Exercise directions
In the excerpt about Public Television and censorship, who produced the film BLOOD AND SAND?

Excerpt provided
━━━━━━━━━━
Public Television, which uses many N.E.H. funded documentaries and is itself funded by the U.S. government (see JUMP CUT, No. 22), has held up showing many public issue documentaries made during the Carter administration. According to Mother Jones (July 1, 1982), Public Television refused to show Howard Petrick's THE CASE OF THE LEGLESS VETERAN, JAMES KUTCHER because it had too much in it about the socialist political history of a veteran who was fired for political reasons, and Susanna Styron's IN OUR OWN BACKYARDS, a film about uranium mining. Public Television similarly moved away from prime time a film about U.S. foreign policy in the Western Saraha, BLOOD AND SAND, produced by Sharon Sopher.
Although independent filmmakers legitimately hope Public Television will provide a way for their work to be seen by a larger public, they must understand the interconnections of federal funding between N.E.H., N.E.A., the Corporation for Public Broadcasting (C.P.B.), the Public Broadcasting System (P.B.S. — which actually buys and markets programs to the various stations), and the many individual public television stations. Such an interrelation means that the general timidity and fear felt by these agencies during the Reagan administration is affecting the television distribution of films and videotapes on radical topics.
For this reason, it is vital that we support the distribution of such works through alternative media networks, and, in the case of films on Central America, through local solidarity groups working in support of Nicaragua and El Salvador. Many of these groups buy a print of a film, slide show, or tape. The discussion after these presentations provides a whole different experience than seeing the same film on television.
JUMP CUT is committed to building an alternative media culture in the United States. In the meantime, however, we must assert the rights of freedom of expression for radical filmmakers, and protest the overt censorship of their work. Letters should be sent to William J. Bennett, Chairperson, N.E.H., 806 15th Street, NW, Washington, D.C., 20506 and to your Congress persons about FROM THE ASHES and Bennett's overt efforts to censor the arts.
Letters should also be sent to Robben W. Fleming, President, Corporation for Public Broadcasting, 1111 16th Street, NW, Washington, D.C., 20036; and to Lawrence K. Grossman, President, Public Broadcasting System, 475 L'Enfant Plaza W., Southwest Washington, D.C., 20024; and to your local Public Television station. Tell them what you want to see and that you don't want them to censor it. All the documentaries listed in this issue can and should be a part of Public Television's regular fare.
━━━━━━━━━━
Text-to-region grounding data:
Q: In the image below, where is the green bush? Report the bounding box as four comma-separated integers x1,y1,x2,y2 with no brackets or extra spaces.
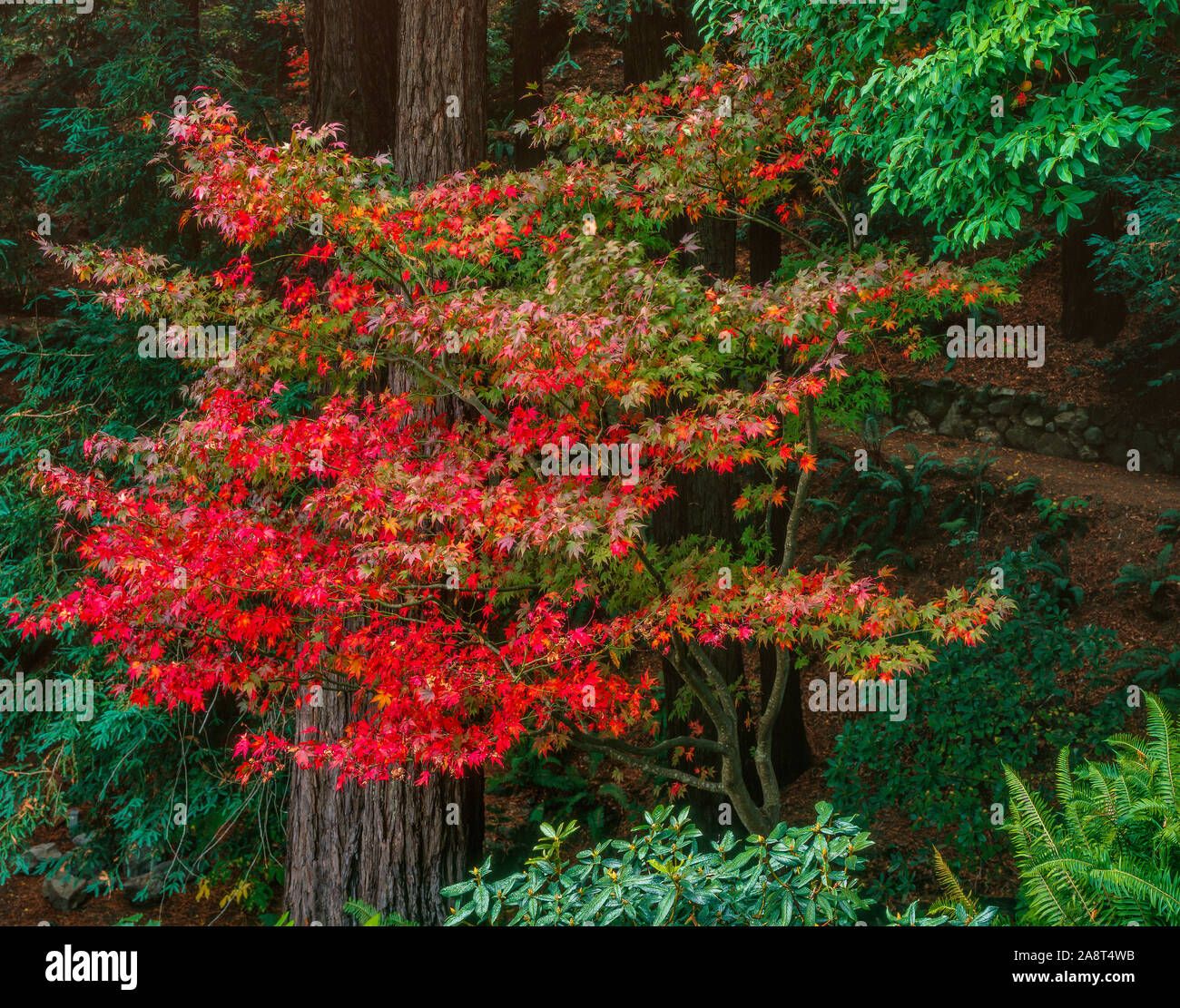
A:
1004,694,1180,925
826,550,1122,898
443,802,995,926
━━━━━━━━━━
Exercise solution
Sharon Sopher